**AIM:** Render every line of the records below as a Markdown table with two columns, "Row" and "Record line." Number the rows in order and leave out blank lines.

**RECORDS PROVIDED:**
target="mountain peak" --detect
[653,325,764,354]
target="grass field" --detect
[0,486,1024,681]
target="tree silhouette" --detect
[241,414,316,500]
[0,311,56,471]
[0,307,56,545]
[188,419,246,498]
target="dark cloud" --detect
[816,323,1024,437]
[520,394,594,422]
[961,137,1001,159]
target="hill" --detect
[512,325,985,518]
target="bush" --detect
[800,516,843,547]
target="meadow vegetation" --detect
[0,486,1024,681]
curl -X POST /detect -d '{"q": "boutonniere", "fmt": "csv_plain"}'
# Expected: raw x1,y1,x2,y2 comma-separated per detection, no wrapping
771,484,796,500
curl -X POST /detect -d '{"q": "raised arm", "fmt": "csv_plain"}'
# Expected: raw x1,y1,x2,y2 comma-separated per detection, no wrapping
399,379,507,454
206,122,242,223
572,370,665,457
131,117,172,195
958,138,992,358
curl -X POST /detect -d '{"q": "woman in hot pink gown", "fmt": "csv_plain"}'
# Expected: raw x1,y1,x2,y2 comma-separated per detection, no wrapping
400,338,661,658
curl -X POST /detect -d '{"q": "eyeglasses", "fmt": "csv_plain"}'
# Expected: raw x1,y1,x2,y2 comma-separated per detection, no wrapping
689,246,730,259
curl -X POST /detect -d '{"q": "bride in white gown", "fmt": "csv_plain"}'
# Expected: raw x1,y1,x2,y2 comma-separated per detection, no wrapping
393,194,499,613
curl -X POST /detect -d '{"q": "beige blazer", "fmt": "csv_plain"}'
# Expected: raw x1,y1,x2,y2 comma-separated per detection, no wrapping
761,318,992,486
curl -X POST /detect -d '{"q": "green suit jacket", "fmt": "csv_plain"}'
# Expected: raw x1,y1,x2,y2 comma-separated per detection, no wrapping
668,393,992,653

**WRITTEN ANSWER:**
| Row | Record line |
|---|---|
| 1 | target="mountain peak" --detect |
| 2 | [653,325,764,354] |
| 3 | target="grass field" --detect |
| 4 | [0,486,1024,681] |
| 5 | target="tree silhouette" --detect |
| 6 | [241,414,316,500] |
| 7 | [0,311,56,471] |
| 8 | [0,307,56,545] |
| 9 | [188,419,246,498] |
| 10 | target="dark cloud" --detect |
| 11 | [816,323,1024,437] |
| 12 | [520,394,594,422] |
| 13 | [961,137,1001,159] |
| 14 | target="hill" --detect |
| 15 | [512,325,985,518] |
| 16 | target="bush" --detect |
| 17 | [800,516,843,547] |
| 18 | target="meadow vegetation" --detect |
| 19 | [0,486,1024,681] |
| 20 | curl -X POST /detect -d '{"q": "boutonniere", "fmt": "csv_plain"}' |
| 21 | # Expected: raw x1,y1,x2,y2 comma-separated per detection, no wrapping |
| 22 | 771,484,796,500 |
| 23 | curl -X POST /detect -d '{"q": "raised arm", "fmt": "csv_plain"}' |
| 24 | # Expected: raw x1,y1,x2,y2 comma-separated per detection, no wrapping |
| 25 | 399,379,507,454 |
| 26 | 206,122,242,223 |
| 27 | 572,370,665,457 |
| 28 | 131,117,172,195 |
| 29 | 958,138,992,358 |
| 30 | curl -X POST /detect -d '{"q": "woman in hot pink gown", "fmt": "csv_plain"}' |
| 31 | # Expected: raw x1,y1,x2,y2 comma-separated per detection, no wrapping |
| 32 | 400,338,661,658 |
| 33 | curl -X POST /detect -d '{"q": "eyeglasses", "fmt": "csv_plain"}' |
| 34 | # Expected: raw x1,y1,x2,y2 comma-separated per detection, no wrapping |
| 35 | 689,246,730,259 |
| 36 | curl -X POST /detect -d '{"q": "bride in white gown", "fmt": "csv_plain"}' |
| 37 | # Expected: raw x1,y1,x2,y2 comma-separated per detection, no wrapping |
| 38 | 393,194,499,613 |
| 39 | curl -X POST /detect -d '{"q": "beige blazer", "fmt": "csv_plain"}' |
| 40 | # Expected: raw x1,y1,x2,y2 comma-separated per detection, no wrapping |
| 41 | 761,318,992,486 |
| 42 | curl -X POST /detect -d '{"q": "green suit jacket", "fmt": "csv_plain"}' |
| 43 | # Expected: raw x1,y1,x2,y2 comma-separated per detection, no wrapping |
| 44 | 668,393,992,653 |